- Conference: Atlantic 10 Conference
- Mid-Atlantic Division

Ranking
- Sports Network: No. 17
- Record: 7–4 (4–4 A-10)
- Head coach: Jimmye Laycock (19th season);
- Offensive coordinator: Zbig Kepa (6th season)
- Captains: Sean Reid; Mike Cook; Greg Whirley; Tim Engel;
- Home stadium: Zable Stadium

= 1998 William & Mary Tribe football team =

American college football season

The 1998 William & Mary Tribe football team represented the College of William & Mary as member of the Mid-Atlantic Division of the Atlantic 10 Conference (A-10) during the 1998 NCAA Division I-AA football season. Led by Jimmye Laycock in his 19th year as head coach, William & Mary finished the season with an overall record of 7–4 and a mark of 4–4 in A-10 play, tying for second place the Mid-Atlantic Division. They were ranked No. 17 in the final Sports Network poll, but did not receive a bid to the NCAA Division I-AA playoffs.

• STATED GOAL 1
Return the portion of the 1998 football season summary that opens with the words containing "- Captains: Sean" and closes with "Division I-AA playoffs.".

• MATERIAL FOR THE TASK
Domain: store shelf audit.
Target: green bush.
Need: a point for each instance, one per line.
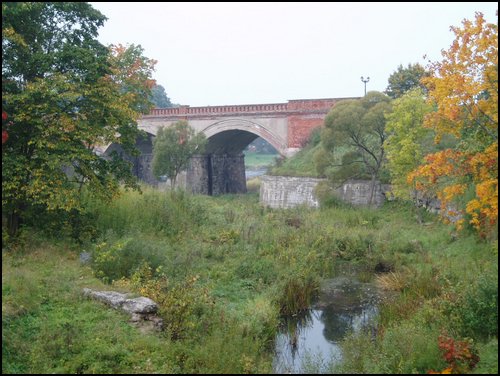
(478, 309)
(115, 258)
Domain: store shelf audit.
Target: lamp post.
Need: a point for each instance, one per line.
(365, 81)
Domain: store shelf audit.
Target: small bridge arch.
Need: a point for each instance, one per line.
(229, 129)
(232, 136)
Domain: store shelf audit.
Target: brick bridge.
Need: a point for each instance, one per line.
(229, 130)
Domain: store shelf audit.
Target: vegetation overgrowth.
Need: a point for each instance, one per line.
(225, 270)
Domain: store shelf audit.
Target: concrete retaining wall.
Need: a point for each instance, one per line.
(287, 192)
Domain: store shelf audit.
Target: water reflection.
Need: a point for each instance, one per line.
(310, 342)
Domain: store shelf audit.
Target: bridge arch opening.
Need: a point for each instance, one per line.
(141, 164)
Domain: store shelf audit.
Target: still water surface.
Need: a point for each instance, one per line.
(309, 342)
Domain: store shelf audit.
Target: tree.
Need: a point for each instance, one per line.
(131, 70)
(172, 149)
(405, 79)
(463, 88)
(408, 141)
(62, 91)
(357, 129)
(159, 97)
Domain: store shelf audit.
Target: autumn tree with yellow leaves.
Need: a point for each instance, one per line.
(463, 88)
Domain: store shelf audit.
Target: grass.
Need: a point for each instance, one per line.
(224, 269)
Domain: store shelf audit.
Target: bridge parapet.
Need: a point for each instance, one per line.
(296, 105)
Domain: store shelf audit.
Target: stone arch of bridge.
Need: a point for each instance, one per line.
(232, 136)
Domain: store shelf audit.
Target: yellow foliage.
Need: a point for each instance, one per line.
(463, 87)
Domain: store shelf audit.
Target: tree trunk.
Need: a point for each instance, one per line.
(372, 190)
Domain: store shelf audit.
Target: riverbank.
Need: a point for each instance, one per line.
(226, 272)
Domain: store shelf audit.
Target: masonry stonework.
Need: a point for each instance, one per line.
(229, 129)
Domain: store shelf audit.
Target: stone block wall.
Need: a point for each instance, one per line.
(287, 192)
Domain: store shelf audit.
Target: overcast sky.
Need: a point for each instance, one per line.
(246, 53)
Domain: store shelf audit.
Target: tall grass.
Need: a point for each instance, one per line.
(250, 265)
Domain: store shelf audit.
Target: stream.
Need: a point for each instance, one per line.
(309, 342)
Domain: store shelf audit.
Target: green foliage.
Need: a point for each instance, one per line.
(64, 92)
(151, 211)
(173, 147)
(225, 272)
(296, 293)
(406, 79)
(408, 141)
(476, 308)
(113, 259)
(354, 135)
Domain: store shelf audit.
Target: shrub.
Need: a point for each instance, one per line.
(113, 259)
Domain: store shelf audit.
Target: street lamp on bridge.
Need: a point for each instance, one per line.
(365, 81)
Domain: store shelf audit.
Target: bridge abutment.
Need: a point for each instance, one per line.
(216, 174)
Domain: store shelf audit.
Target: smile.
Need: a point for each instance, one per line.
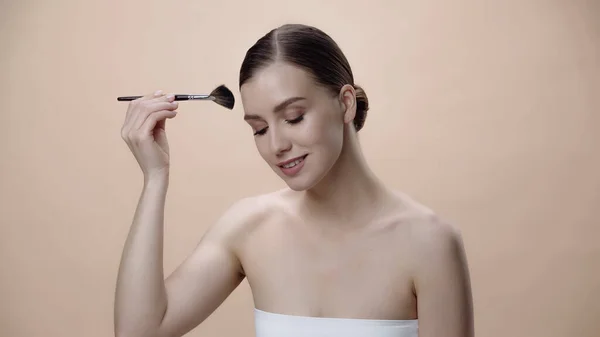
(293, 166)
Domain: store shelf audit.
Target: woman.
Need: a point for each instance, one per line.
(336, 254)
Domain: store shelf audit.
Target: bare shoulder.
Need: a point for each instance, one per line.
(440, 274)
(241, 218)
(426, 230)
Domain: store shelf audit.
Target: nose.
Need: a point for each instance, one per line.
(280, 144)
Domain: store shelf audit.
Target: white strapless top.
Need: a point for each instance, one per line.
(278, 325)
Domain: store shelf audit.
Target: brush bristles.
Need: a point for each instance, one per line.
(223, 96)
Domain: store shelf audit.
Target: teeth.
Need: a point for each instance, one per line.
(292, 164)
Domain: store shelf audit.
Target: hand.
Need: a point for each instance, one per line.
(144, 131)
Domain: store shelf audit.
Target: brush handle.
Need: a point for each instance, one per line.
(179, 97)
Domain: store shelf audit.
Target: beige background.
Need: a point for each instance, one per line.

• STATED GOAL 2
Select every line of the rows that contains the word "brush".

• FULL OUTPUT 1
- Captains: Sean Reid; Mike Cook; Greg Whirley; Tim Engel;
- Home stadium: Zable Stadium

= 1998 William & Mary Tribe football team =

American college football season

The 1998 William & Mary Tribe football team represented the College of William & Mary as member of the Mid-Atlantic Division of the Atlantic 10 Conference (A-10) during the 1998 NCAA Division I-AA football season. Led by Jimmye Laycock in his 19th year as head coach, William & Mary finished the season with an overall record of 7–4 and a mark of 4–4 in A-10 play, tying for second place the Mid-Atlantic Division. They were ranked No. 17 in the final Sports Network poll, but did not receive a bid to the NCAA Division I-AA playoffs.

• FULL OUTPUT 2
Target: brush bristles.
Target: brush handle.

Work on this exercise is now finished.